▶ **What this exercise asks**:
1) In two sentences, what does the New York Life article say?
2) According to the New York Life article, which three key areas is the modernization plan focused on?
3) Write the next paragraph of the New York Life article, picking up right after its final sentence.

When New York Life was founded in 1845, the cutting-edge tool of the day was the rubber band. Information technology has evolved a tad since then, and Bill Cassidy's job is to bring the insurance company into the 21st century.
"We're the proud stewards of a 175-year-plus company with a deep history," said Cassidy, chief information officer, in a recent interview. "But you know, we're not dissimilar from large organizations with a fair amount of technical debt that we're trying to remediate, and, at the same time, we're trying to create modern experiences for our agents and our customers."
New York Life is in the middle of what Cassidy called "a multiyear strategy" to modernize its technology infrastructure and applications. The plan is focused on three key areas: cloud computing, cybersecurity, and data management.
Like many companies over the last decade, New York Life is trying to get out of the self-managed data-center era and move its corporate applications to newer infrastructure.
When the project is complete, "we envision about a third of our applications will be in our (colocation) facility, a third of our applications will be in our cloud environment, and a third of our applications will be hosted (by) the SaaS provider," Cassidy said. New York Life uses private tenants on AWS for its cloud computing needs and selects colocation facilities around the country to fill in the gaps between AWS regions as needed.
Moving software designed for the mainframe is a tricky process. The company is still running "multiple critical applications" on mainframes, Cassidy said, and while New York Life eventually plans to replace those apps with more modern versions, he still thinks mainframes have a role to play in modern enterprise computing.

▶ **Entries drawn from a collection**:

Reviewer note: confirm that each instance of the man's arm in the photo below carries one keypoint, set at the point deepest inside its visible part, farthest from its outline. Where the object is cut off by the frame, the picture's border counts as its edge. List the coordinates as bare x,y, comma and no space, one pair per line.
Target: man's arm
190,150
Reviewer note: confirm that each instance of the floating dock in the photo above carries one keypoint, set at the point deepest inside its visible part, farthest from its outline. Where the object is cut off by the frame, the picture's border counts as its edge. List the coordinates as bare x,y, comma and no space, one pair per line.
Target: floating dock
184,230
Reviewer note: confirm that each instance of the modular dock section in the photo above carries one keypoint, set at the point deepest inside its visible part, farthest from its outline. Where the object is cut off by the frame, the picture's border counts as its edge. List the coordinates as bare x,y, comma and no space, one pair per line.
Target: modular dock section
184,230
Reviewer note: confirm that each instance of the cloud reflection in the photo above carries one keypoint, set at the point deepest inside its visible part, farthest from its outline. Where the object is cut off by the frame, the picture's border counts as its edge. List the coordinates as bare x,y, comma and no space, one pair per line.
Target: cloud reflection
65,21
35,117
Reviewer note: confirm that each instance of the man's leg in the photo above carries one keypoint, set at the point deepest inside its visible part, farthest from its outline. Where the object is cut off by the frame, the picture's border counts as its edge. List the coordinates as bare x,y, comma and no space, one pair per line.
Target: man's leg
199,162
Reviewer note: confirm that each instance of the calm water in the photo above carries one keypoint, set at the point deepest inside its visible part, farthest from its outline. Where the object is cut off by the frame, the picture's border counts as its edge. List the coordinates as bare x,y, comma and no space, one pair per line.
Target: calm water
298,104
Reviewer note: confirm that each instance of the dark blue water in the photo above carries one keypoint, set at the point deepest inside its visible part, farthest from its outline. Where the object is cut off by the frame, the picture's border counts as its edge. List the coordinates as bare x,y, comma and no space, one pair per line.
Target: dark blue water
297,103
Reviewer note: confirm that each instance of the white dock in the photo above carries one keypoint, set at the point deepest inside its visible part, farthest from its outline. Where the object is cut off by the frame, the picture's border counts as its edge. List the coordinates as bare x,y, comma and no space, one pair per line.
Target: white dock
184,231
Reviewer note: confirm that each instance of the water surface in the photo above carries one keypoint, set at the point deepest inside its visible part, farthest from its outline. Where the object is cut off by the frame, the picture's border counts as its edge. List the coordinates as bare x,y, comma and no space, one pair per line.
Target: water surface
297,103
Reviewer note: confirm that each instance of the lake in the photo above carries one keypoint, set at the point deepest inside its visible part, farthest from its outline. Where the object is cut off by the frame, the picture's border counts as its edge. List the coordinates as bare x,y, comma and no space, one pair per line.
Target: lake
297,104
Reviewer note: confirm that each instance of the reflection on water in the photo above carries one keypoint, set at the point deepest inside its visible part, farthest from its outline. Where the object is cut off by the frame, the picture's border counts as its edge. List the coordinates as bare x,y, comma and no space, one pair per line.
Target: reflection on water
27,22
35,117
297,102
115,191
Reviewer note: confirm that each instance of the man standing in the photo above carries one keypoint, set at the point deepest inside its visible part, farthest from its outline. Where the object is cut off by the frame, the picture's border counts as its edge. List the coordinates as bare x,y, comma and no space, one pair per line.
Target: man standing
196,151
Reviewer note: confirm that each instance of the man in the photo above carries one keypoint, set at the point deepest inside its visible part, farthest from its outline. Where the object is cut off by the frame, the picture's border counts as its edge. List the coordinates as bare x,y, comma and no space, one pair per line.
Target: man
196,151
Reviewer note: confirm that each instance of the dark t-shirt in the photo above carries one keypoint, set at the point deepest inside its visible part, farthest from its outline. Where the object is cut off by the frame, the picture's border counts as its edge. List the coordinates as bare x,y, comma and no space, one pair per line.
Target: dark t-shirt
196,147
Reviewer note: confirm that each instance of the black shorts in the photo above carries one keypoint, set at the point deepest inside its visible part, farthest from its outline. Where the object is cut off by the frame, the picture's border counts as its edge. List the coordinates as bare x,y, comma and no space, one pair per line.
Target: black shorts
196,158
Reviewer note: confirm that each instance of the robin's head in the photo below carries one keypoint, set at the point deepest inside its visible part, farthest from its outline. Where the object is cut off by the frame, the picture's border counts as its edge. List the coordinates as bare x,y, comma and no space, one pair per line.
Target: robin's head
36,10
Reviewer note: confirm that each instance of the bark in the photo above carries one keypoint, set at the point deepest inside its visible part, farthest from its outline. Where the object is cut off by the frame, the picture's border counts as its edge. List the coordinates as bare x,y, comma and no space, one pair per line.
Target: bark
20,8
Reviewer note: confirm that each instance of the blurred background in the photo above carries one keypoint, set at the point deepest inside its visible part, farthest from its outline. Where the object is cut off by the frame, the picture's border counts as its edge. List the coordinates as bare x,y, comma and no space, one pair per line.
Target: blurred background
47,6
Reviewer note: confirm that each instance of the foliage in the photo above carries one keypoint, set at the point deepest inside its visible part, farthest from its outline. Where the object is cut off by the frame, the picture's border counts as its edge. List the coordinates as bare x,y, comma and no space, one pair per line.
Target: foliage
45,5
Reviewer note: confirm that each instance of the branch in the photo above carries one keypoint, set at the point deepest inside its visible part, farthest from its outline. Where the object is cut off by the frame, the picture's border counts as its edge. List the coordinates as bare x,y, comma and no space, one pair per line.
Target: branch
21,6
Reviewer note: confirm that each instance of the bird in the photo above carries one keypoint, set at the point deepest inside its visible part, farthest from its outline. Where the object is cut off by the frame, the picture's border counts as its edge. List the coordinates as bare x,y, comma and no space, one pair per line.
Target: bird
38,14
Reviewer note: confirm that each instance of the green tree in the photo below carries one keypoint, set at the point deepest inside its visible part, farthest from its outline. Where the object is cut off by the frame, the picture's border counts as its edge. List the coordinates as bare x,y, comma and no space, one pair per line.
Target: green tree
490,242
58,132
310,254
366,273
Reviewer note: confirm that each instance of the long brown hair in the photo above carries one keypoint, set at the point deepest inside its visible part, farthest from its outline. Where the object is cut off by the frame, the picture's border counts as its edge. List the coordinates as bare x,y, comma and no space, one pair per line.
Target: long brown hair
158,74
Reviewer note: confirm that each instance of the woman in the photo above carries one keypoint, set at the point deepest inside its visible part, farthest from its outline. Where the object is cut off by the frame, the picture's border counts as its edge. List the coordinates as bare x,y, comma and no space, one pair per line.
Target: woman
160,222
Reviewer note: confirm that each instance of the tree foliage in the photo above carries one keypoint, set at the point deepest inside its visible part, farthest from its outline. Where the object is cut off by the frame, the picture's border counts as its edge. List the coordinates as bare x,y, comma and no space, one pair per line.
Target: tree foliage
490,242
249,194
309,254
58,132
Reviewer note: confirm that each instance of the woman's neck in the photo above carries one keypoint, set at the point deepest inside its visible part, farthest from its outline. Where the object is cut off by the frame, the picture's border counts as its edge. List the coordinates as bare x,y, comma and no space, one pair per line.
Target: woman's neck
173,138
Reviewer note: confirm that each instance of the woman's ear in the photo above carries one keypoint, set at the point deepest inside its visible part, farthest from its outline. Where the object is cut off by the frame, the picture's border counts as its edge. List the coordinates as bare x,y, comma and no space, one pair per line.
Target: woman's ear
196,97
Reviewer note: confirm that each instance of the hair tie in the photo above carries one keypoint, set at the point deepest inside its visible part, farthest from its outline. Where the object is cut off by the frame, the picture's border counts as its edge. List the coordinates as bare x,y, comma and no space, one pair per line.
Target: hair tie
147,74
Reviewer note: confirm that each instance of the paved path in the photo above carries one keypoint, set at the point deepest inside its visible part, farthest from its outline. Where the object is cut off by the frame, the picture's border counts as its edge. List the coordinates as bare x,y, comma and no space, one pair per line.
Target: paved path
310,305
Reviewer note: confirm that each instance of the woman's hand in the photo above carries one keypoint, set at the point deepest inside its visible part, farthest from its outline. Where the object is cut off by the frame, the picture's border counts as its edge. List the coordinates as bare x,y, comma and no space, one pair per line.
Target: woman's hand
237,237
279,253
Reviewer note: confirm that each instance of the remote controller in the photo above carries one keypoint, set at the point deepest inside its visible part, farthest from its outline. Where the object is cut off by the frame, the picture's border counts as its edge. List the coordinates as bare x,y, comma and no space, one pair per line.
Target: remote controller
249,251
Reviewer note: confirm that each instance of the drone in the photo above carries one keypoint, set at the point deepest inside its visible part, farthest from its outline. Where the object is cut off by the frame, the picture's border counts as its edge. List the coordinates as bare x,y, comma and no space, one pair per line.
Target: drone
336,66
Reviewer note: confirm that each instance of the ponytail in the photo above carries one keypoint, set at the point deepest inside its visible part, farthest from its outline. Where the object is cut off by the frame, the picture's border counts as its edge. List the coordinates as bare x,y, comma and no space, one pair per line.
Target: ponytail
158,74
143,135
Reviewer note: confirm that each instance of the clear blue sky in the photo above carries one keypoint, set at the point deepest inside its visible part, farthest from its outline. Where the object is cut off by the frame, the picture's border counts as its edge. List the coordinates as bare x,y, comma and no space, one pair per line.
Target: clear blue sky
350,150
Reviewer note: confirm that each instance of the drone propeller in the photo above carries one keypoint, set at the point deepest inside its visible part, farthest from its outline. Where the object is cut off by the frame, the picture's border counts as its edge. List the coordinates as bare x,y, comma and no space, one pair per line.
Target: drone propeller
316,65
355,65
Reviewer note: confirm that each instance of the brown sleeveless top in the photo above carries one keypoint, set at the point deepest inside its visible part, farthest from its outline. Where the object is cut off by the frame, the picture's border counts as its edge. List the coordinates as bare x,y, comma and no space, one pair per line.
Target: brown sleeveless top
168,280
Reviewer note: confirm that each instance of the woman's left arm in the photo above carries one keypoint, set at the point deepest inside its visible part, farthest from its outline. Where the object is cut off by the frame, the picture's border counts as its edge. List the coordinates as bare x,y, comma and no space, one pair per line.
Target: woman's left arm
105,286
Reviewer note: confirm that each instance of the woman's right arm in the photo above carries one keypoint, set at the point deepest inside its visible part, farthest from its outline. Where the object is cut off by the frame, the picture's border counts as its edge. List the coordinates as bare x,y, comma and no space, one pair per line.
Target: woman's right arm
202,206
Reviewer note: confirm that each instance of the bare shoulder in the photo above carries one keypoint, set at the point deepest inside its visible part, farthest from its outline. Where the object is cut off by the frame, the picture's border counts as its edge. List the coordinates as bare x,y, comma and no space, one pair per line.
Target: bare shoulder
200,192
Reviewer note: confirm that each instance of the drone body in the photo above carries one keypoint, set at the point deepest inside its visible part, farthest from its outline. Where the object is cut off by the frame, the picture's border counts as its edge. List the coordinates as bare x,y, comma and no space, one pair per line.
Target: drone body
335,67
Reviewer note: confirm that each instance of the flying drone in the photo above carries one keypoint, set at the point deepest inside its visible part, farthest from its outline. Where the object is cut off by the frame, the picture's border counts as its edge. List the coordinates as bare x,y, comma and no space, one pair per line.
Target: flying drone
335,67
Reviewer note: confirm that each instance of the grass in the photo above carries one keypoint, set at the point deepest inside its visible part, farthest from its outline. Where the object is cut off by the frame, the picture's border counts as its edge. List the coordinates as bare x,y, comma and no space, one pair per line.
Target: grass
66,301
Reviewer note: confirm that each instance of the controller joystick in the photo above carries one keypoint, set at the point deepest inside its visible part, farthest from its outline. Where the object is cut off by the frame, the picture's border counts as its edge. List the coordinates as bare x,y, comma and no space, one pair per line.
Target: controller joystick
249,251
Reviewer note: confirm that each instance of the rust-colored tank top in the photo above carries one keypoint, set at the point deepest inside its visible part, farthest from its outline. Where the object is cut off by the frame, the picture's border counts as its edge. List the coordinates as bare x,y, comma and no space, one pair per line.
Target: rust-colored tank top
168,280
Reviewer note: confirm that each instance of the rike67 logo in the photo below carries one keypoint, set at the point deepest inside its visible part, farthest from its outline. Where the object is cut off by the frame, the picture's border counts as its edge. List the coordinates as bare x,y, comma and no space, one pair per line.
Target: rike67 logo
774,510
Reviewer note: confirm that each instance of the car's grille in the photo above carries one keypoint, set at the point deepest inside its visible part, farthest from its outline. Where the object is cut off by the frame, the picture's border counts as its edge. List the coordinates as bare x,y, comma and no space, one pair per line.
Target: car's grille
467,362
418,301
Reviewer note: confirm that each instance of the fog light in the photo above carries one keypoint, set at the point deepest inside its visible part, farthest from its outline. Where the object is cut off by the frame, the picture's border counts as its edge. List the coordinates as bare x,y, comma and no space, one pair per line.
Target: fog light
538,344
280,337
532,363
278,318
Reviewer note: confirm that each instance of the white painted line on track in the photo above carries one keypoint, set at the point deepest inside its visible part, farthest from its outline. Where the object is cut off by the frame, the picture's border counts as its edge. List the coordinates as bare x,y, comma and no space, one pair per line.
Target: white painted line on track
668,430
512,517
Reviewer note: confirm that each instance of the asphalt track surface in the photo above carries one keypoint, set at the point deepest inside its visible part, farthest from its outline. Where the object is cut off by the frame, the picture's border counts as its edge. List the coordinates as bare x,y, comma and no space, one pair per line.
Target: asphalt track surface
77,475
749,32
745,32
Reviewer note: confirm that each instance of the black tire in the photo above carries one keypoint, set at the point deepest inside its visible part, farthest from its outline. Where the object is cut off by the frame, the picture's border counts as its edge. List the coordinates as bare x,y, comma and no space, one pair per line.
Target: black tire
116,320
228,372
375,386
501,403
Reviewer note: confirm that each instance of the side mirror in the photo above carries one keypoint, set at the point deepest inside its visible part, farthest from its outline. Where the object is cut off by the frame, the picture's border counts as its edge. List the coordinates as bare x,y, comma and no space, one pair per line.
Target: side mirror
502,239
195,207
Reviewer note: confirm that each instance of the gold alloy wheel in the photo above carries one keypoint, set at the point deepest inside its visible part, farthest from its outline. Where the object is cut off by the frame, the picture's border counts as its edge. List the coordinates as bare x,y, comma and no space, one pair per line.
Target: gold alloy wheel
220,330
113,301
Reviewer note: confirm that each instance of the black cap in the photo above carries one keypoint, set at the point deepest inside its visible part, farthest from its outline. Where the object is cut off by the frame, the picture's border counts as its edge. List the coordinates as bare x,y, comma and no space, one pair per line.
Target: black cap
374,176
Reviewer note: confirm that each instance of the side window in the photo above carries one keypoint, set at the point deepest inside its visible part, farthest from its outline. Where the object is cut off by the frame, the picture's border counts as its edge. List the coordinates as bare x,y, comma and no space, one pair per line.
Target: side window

▶ **List of answers**:
1) New York Life, founded in 1845, is partway through a multiyear strategy, overseen by chief information officer Bill Cassidy, to modernize its technology with a focus on cloud computing, cybersecurity, and data management. The company expects to split its applications roughly into thirds among colocation facilities, its AWS-based cloud environment, and SaaS providers, though it still runs multiple critical applications on mainframes, which Cassidy thinks still have a role.

2) Cloud computing, cybersecurity, and data management.

3)
"Our policy administration application is homegrown. It's not a highly performing application because it runs on the mainframe, it's not a highly performing application because it was built 60 years ago for a different set of use cases," he said. Very few companies are creating new applications for mainframes, of course, which is why New York Life's decision to wind down its use of mainframes is more about being able to provide the types of modern applications its customers and agents want.
"Last time I checked at MIT they're not teaching COBOL, more than likely, as a primary language," Cassidy said. But there are more people out there with COBOL skills than you might think, he said, and by augmenting that talent with help from consultants and third-party contractors, New York Life has been able to plot out a timeline for switching from COBOL apps to modern custom-built or SaaS apps.
Cassidy's next concern was modernizing New York Life's approach to cybersecurity.
"If you are not thinking about modernizing your cybersecurity capabilities in concert with moving your compute and data into the cloud, you'll find yourself digging yourself a hole that you're not going to be very happy in," he said.
There was a simplicity to security in the self-managed data center era, to some extent: Stop the bad guys at the perimeter of the network. That doesn't really work in the cloud, where the emphasis has shifted to identity management and governance around which employees are trusted with access to sensitive corporate data.
This is obviously a key concern at any financial institution, and New York Life operates its own security operations center to detect and monitor its systems for any anomalies using tools from Zscaler and IBM. The company partnered with Deloitte to staff that security center and conduct the actual monitoring around the clock, which allowed its in-house security professionals to focus on more strategic problems, Cassidy said.
"This is one of those good examples that if you pick the right strategy, technologically, it also opens up an opportunity to use your talent in a much more creative way," he said.
Mining the insights
Insurance has always been a data-driven business.
"We collect, consume, and store unbelievably large volumes of data," Cassidy said. However, "data quality and insights from data is not something that you achieve by chasing data itself, you get the data and validate the insights by fixing other fundamental things," first and foremost making sure that business goals and technology goals are developed in concert, he said.
New York Life relies on several AWS tools for data management and uses MuleSoft to connect its data with its applications. Data from other Salesforce products — including the flagship CRM tool as well as Tableau — is presented to company executives on a near-constant basis to help inform decisions.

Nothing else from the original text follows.